---------- Dataset

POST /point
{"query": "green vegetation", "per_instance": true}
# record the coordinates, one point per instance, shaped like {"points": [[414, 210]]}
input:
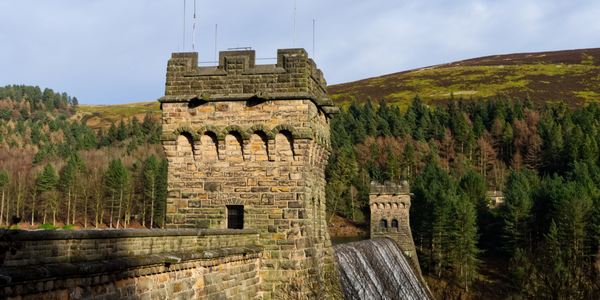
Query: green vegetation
{"points": [[546, 160], [568, 76], [55, 165]]}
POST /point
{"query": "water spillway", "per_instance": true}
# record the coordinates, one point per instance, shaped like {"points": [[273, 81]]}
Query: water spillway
{"points": [[376, 269]]}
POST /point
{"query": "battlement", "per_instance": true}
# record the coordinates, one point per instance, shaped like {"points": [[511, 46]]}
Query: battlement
{"points": [[389, 188], [390, 206], [238, 77], [247, 147]]}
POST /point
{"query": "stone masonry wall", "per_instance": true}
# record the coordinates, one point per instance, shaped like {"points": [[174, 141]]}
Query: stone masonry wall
{"points": [[133, 264], [391, 203], [255, 136]]}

--------------------

» Given task: Render every line above as a numbered list, skipping blank lines and leaving out the picture.

» The response:
1. POST /point
2. {"query": "green vegetation", "per_instance": true}
3. # record the coordinates, one point per instance, shaped like {"points": [[414, 210]]}
4. input:
5. Query: green vegetation
6. {"points": [[546, 160], [568, 76], [55, 165]]}
7. POST /point
8. {"query": "water spillway", "per_instance": true}
9. # record the coordinates, one point per instance, shaped like {"points": [[273, 81]]}
10. Query: water spillway
11. {"points": [[376, 269]]}
12. POST /point
13. {"query": "battlement", "per_instance": true}
14. # record the coordinates, one point per instance, shaped like {"points": [[511, 46]]}
15. Query: battlement
16. {"points": [[389, 188], [390, 206], [238, 77], [247, 147]]}
17. POST /point
18. {"query": "stone masonry wall", "per_instance": true}
19. # record the coordinates, one point per instance, shaped like {"points": [[174, 141]]}
20. Query: stone masonry wall
21. {"points": [[133, 264], [391, 203], [255, 136]]}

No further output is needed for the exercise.